→ **GIVEN INSTRUCTION 1**: Please transcribe the lines of the entries from the line with "Please trace the outline of every instance of the butterfly." to the line with "276 98 L 266", including both of those lines.

→ **EXTRACTED TEXT**:
· · · ·

Monday, 16 November 2015

ATWD Assignment: Code Example (3)

Mapping the data to MySQL 2: Using XSLT

Another approach to mapping the dataset would be to use XSLT to write out the necessary SQL Schema and Insert statements. We could then feed this "rendering" to MySQL using a PHP built pipe.

XSLT (as a xml dom to other format converter) was created to get this kind of job done. Hence XSLT is a great tool for generating code.

"I'd rather write programs that write programs than write programs" said ap.

We will stick to using XSLT 1.0 & the oXygen editor. If you don't have access to OXygen then use a tool like Kernow.

(On the second semester sister module ATWD2 we will consider XSLT 2.0/3.0, XPATH 3.0 & XQuery in much more detail. For instance, using XSLT to generate PHP code.)

Re-exmine the source file: transport_v1.xml

It's always good to examine the source file/s (once again) before embarking on a XSL stylesheet.

We won't make any structural changes to our input file but notice the following:

  • the by 'car' percent value is derived. A sum of 'as driver' + 'as passenger';
  • hence the last seven percent values for any ward should add up to 100.

(Points worth recalling when we come to develop a Schema.)

The eXtensible Stylesheet Language

XSL is a family of (W3C) recommendations for defining XML document transformation and presentation (formatting).

XSL is really a pattern oriented transformation language. XPATH is used to find the patterns in one or more input documents. When the (user defined) patterns are matched, XSL applies the transformations associated with those patterns and writes out the result.

This makes XSLT (the implementation of XSL) like SQL & Prolog, a declartive programming language. Expressing the logic of the computation rather than the control flow. This is in contrast to imperative programming languages (like PHP) where one or more algorithms are implemented in terms of explicit steps.

· · · ·

→ **MATERIAL FOR THIS EXERCISE**:
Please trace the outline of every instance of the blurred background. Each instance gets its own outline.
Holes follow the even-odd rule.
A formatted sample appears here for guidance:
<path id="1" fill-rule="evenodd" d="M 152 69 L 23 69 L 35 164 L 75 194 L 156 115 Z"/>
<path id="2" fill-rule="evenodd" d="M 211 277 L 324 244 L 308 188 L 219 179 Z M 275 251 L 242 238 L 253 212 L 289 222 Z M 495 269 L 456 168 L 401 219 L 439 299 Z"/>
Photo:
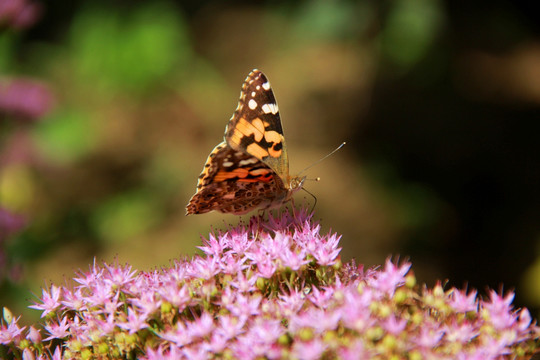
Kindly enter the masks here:
<path id="1" fill-rule="evenodd" d="M 540 19 L 525 2 L 0 0 L 0 305 L 190 256 L 184 216 L 253 68 L 342 258 L 540 309 Z M 532 5 L 530 5 L 532 6 Z M 296 204 L 313 203 L 300 192 Z"/>

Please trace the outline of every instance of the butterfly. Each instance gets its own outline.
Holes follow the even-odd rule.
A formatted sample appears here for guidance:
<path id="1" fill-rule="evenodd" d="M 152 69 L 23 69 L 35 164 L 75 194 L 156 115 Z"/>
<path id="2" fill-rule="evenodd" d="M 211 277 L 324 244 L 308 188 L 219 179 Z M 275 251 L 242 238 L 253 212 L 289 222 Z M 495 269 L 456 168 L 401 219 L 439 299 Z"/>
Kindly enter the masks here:
<path id="1" fill-rule="evenodd" d="M 276 98 L 266 76 L 253 70 L 224 141 L 208 156 L 186 215 L 213 210 L 236 215 L 280 207 L 300 190 L 305 176 L 289 175 L 289 158 Z"/>

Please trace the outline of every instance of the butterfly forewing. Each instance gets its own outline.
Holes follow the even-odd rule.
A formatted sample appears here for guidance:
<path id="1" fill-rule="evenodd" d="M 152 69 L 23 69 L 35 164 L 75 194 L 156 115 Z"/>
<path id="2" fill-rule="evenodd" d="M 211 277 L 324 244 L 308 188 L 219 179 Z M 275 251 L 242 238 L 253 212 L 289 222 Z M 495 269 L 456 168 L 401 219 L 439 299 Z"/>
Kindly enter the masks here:
<path id="1" fill-rule="evenodd" d="M 246 78 L 225 141 L 212 150 L 187 214 L 212 210 L 245 214 L 279 207 L 302 187 L 290 178 L 279 110 L 268 79 L 259 70 Z"/>
<path id="2" fill-rule="evenodd" d="M 289 161 L 279 108 L 270 82 L 259 70 L 253 70 L 242 86 L 225 140 L 231 148 L 267 164 L 288 185 Z"/>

· · · ·

→ **GIVEN INSTRUCTION 2**: Reproduce word for word the passage of the XSLT post from "(Points worth recalling" to "out the result.".

→ **TASK RESPONSE 1**:
Please trace the outline of every instance of the butterfly. Each instance gets its own outline.
Holes follow the even-odd rule.
A formatted sample appears here for guidance:
<path id="1" fill-rule="evenodd" d="M 152 69 L 23 69 L 35 164 L 75 194 L 156 115 Z"/>
<path id="2" fill-rule="evenodd" d="M 211 277 L 324 244 L 308 188 L 219 179 Z M 275 251 L 242 238 L 253 212 L 289 222 Z M 495 269 L 456 168 L 401 219 L 439 299 Z"/>
Kindly enter the masks here:
<path id="1" fill-rule="evenodd" d="M 276 98 L 266 76 L 253 70 L 224 141 L 208 156 L 186 215 L 213 210 L 236 215 L 280 207 L 300 190 L 305 176 L 289 175 L 289 158 Z"/>

→ **TASK RESPONSE 2**:
(Points worth recalling when we come to develop a Schema.)

The eXtensible Stylesheet Language

XSL is a family of (W3C) recommendations for defining XML document transformation and presentation (formatting).

XSL is really a pattern oriented transformation language. XPATH is used to find the patterns in one or more input documents. When the (user defined) patterns are matched, XSL applies the transformations associated with those patterns and writes out the result.